Directive — Reproduce the Bert Berns spotlight word for word, starting at "Berns — stricken" and continuing up to and including "Morrison’s solo career.".

Passage given —

------------------------------------------------------------------------

Spotlight on Bert Berns

The April 29 edition of The Boris Rock Show will feature a spotlight on the legendary writer and producer Bert Berns.

He Ain't Give You None: Jeff Barry, Bert Berns and Van Morrison in 1967. Morrison was signed to Berns' Bang Records and had his first solo single, "Brown-Eyed Girl" with Berns producing. Morrison did not look back on the experience favorably. (Photo courtesy Counterpoint)

He Ain’t Give You None: (From left) Jeff Barry, Bert Berns and Van Morrison in 1967. Morrison was signed to Berns’ Bang Records and had his first solo single, “Brown-Eyed Girl” with Berns producing. Morrison did not look back on the experience favorably. (Photo courtesy Counterpoint)

The program runs 9 a.m. to noon and Boris’ feature on the enigmatic Berns begins at 10:30 a.m. and will include a discussion about his career and some of the classic tracks he either wrote or produced.

Berns — stricken with rheumatic fever as a youth, lived most of his adult life with the knowledge that the childhood illness would lead to his early demise — died in 1967 at the age of 38, six months after he produced the Top-10 hit, “Brown-Eyed Girl,” effectively ushering in Van Morrison’s solo career.

One of the tracks Boris will feature is “A Tribute to Bert Berns” by Led Zeppelin which was recorded during early sessions for Zeppelin’s debut release in 1969. The track was actually a cover of Bern’s “Baby Come On Home” but guitarist Jimmy Page gave it a different working title during the sessions. The track was left off the album.

In 1962, the Isley Brothers recorded their second album which featured “Twist and Shout,” a track that Berns had co-written as Bert Russell — one of three names he used. More importantly, the upstart Berns produced the Isley’s effort to “show” recently signed Atlantic staff producer Phil Spector how the record should sound.

Atlantic braintrust: Jerry Wexler, Bert Burns, Nesuhi and Ahmet Ertegun. (Photo courtesy of Counterpoint)

Atlantic braintrust: Jerry Wexler, Bert Burns, Nesuhi and Ahmet Ertegun. (Photo courtesy of Counterpoint)

In the years that followed, Berns wrote and produced at Capitol, MGM, United Artists, Roulette and Atlantic. By 1963, he unseated the legendary team of Jerry Lieber and Mike Stoller to become Atlantic’s staff producer, having a hand in such classics as “Under The Boardwalk” (The Drifters) and “Everybody Needs Somebody To Love” (Solomon Burke).

------------------------------------------------------------------------

Dataset entries —

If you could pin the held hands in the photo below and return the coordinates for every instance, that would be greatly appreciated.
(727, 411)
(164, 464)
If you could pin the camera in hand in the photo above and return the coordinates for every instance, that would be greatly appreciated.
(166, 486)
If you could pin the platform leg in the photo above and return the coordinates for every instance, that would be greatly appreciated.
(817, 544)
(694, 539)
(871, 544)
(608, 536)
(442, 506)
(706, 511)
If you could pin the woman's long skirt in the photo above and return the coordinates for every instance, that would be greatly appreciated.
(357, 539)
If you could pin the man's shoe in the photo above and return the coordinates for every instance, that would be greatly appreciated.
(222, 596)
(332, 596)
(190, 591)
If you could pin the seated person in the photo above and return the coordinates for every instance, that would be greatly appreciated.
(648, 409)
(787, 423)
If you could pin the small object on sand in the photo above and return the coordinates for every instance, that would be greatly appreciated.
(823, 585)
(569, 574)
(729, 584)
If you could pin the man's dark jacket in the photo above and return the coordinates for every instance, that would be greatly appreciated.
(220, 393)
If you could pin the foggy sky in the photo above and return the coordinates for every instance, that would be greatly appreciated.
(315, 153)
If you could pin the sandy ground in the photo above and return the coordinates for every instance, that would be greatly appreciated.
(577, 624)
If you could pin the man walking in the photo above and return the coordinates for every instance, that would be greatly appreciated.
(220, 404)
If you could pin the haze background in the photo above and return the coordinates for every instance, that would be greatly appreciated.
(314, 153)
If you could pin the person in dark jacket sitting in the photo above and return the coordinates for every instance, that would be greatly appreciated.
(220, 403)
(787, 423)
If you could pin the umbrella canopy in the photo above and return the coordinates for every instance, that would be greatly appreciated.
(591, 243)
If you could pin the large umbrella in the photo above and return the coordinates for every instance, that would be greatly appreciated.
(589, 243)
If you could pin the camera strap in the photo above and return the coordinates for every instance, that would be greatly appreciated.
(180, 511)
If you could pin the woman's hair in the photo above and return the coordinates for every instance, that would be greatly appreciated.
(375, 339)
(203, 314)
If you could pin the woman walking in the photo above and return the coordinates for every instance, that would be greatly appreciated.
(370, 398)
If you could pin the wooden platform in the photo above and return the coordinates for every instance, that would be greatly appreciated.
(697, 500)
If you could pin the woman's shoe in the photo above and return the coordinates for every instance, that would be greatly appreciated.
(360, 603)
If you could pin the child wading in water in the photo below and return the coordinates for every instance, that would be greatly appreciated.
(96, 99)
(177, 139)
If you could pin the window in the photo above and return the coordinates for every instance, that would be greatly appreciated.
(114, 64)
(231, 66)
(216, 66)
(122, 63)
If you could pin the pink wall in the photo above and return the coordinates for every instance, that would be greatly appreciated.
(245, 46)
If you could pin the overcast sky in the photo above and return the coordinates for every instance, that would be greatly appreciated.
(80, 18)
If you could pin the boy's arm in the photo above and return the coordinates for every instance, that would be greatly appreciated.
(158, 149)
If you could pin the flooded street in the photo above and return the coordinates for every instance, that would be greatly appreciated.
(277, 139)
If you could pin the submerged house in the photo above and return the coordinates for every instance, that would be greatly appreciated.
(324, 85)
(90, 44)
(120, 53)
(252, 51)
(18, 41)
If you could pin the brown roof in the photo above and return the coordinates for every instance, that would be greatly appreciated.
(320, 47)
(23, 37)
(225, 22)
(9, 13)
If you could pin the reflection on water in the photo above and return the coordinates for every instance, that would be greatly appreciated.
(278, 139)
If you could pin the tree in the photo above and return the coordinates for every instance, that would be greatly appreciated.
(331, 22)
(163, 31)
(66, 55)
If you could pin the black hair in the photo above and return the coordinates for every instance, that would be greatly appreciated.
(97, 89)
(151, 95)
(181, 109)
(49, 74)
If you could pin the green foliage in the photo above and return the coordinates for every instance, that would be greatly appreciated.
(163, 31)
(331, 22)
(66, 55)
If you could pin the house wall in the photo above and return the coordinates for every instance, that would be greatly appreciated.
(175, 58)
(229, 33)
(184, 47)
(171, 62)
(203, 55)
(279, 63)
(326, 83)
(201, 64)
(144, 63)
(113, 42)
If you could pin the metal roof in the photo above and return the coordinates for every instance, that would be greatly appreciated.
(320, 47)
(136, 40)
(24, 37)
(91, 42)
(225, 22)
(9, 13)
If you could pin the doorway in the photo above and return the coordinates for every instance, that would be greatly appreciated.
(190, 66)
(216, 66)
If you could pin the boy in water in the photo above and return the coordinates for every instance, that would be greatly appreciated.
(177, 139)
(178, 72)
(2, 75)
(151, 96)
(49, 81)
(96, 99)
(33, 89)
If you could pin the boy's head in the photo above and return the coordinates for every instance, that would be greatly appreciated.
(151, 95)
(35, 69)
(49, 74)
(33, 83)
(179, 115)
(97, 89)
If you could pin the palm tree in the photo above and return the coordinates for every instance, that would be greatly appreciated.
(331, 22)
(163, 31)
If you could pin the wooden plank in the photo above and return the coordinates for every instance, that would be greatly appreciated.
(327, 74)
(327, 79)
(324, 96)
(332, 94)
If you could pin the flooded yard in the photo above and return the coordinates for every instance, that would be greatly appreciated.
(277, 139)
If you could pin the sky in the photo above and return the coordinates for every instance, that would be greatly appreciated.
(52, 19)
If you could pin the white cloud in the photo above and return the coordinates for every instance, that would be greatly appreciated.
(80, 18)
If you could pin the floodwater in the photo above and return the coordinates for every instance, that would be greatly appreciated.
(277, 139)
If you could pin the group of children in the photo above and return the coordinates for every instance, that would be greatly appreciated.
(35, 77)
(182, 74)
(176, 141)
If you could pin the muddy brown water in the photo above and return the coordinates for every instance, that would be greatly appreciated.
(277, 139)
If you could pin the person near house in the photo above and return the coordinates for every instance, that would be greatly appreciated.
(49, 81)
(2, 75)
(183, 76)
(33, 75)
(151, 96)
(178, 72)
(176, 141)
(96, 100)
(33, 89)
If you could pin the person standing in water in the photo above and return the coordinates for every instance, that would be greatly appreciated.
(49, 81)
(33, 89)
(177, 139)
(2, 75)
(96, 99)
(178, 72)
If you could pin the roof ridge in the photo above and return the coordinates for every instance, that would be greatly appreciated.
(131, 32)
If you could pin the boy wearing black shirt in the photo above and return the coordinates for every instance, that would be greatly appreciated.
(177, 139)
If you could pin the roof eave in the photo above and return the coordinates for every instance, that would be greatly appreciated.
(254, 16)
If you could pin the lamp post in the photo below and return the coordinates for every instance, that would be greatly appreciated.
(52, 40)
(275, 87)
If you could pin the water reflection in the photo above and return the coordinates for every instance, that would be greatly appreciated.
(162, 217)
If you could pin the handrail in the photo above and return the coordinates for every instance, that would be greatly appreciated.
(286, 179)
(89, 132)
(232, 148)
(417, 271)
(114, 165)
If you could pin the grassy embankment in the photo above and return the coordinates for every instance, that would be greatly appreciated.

------------------------------------------------------------------------

Response —
Berns — stricken with rheumatic fever as a youth, lived most of his adult life with the knowledge that the childhood illness would lead to his early demise — died in 1967 at the age of 38, six months after he produced the Top-10 hit, “Brown-Eyed Girl,” effectively ushering in Van Morrison’s solo career.